Problem statement: Identify each line of the data below that contains the word "number", and copy those lines in full.

Material to process:
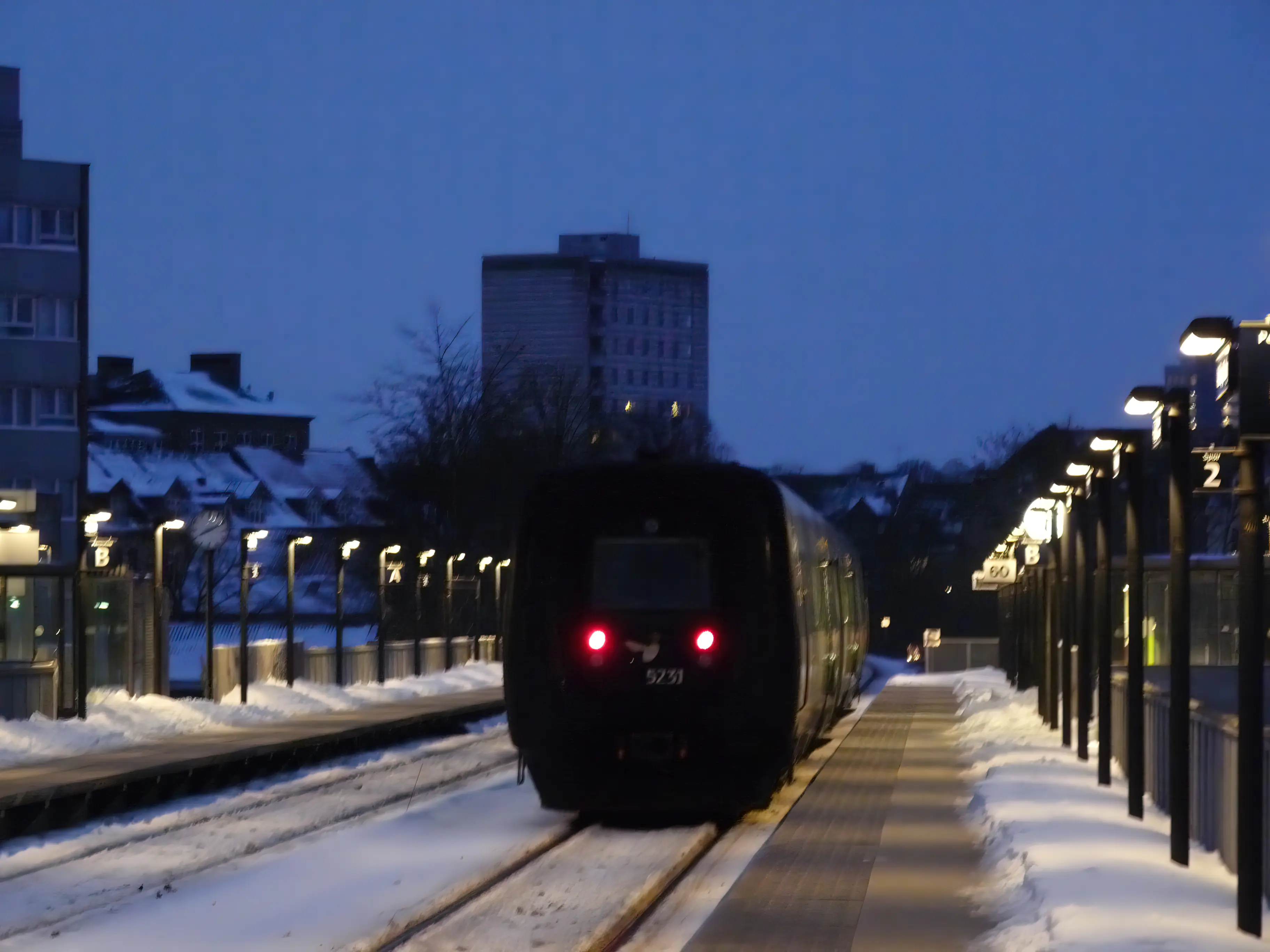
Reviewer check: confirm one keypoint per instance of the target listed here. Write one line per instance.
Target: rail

* * *

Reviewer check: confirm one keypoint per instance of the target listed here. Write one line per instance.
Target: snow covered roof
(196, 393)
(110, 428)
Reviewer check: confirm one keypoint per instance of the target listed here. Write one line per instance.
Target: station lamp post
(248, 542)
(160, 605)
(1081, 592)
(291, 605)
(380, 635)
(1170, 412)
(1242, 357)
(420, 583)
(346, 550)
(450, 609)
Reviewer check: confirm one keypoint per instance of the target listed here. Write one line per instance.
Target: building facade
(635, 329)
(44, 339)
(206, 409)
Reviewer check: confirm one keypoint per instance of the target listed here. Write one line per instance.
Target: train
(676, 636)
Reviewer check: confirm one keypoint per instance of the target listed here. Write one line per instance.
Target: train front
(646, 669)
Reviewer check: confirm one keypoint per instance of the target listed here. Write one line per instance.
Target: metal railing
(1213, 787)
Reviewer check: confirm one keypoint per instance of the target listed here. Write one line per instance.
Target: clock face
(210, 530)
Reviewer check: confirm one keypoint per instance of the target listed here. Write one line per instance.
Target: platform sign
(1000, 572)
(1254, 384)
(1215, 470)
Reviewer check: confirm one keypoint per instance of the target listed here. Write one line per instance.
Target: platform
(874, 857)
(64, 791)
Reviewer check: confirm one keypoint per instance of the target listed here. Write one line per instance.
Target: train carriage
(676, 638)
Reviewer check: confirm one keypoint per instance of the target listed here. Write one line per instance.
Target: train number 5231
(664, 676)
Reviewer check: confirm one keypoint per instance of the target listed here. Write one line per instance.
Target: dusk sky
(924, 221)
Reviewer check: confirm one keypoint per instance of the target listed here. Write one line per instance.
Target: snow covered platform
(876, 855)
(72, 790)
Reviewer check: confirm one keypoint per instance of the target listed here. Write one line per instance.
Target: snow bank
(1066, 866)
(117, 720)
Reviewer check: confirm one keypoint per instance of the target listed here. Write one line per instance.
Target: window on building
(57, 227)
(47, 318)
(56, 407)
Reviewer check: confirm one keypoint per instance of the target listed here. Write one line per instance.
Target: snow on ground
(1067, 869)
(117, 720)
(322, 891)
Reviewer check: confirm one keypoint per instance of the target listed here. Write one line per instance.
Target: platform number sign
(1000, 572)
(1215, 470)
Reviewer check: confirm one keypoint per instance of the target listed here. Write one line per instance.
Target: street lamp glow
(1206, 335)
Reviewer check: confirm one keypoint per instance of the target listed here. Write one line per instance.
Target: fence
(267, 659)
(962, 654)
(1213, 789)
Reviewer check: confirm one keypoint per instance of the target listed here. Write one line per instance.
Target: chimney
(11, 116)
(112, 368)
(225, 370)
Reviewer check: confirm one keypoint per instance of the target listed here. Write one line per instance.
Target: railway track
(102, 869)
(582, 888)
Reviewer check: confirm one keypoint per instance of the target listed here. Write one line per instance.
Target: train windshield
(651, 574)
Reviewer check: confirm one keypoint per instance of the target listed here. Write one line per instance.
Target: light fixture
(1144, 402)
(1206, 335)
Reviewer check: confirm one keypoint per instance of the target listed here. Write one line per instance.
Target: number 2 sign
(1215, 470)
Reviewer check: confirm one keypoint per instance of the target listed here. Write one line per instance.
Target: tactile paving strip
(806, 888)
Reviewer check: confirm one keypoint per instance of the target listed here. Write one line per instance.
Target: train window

==

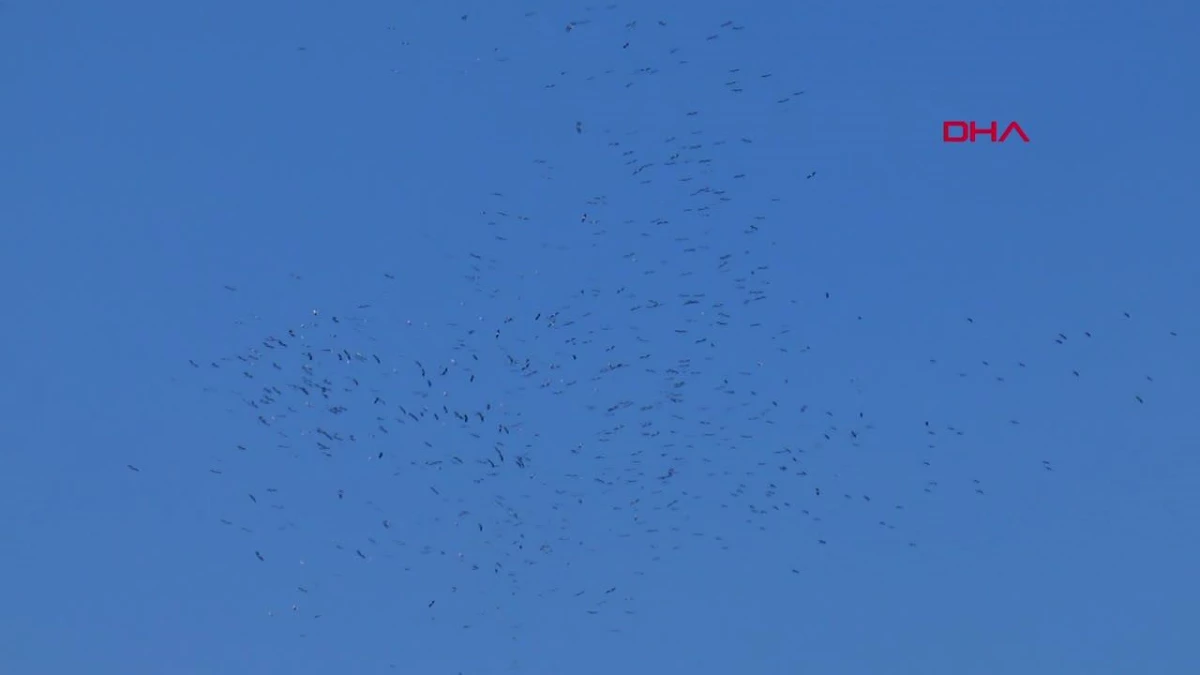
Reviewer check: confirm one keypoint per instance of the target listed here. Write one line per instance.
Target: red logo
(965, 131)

Exercise output:
Target: train number 5231
Target: platform number sign
Target: number 2 sign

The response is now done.